_Your task_
Replace "thrust bearing" with "axial bearing" in the abstract below, and write out its text starting at "The residual axial" and ending at "the pump operation.".

Abstract

The residual axial thrust of a centrifugal pump is the vector resultant of the hydraulic components of impellers and sleeves, the momentum force and other imbalance forces and is bear by the thrust bearing. Among all the components, the hydraulic is by far the most important because it is typically one order of magnitude bigger than the others and the final residual axial thrust itself; but it is also the most difficult to calculate or estimate. This is mainly due a lot of uncertainties in the definition of the pressure distribution in the sidewall gap, dependent on the rotational speed, the leakages through the annular seals, the inlet swirl to the sidewall, the axial alignment of the impeller with the stator, the geometric tolerances and the pump operation.

Spatial localization data
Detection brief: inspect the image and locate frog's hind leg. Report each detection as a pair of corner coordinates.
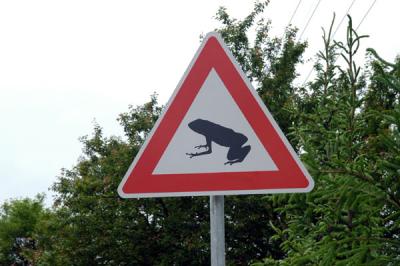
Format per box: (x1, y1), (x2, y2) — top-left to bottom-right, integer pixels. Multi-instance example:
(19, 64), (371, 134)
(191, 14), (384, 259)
(186, 138), (212, 158)
(225, 145), (251, 165)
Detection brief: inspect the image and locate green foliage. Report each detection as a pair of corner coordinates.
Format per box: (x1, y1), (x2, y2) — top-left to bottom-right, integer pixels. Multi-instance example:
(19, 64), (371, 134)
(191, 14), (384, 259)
(0, 1), (400, 265)
(258, 17), (400, 265)
(0, 195), (51, 265)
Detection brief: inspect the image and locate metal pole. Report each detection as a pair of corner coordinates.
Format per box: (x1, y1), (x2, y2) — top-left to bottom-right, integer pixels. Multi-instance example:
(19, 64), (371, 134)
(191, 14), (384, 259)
(210, 196), (225, 266)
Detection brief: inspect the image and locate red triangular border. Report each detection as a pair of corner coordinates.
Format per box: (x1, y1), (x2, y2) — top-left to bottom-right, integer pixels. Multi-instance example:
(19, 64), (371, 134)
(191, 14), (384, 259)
(118, 33), (314, 198)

_Answer to this exercise_
The residual axial thrust of a centrifugal pump is the vector resultant of the hydraulic components of impellers and sleeves, the momentum force and other imbalance forces and is bear by the axial bearing. Among all the components, the hydraulic is by far the most important because it is typically one order of magnitude bigger than the others and the final residual axial thrust itself; but it is also the most difficult to calculate or estimate. This is mainly due a lot of uncertainties in the definition of the pressure distribution in the sidewall gap, dependent on the rotational speed, the leakages through the annular seals, the inlet swirl to the sidewall, the axial alignment of the impeller with the stator, the geometric tolerances and the pump operation.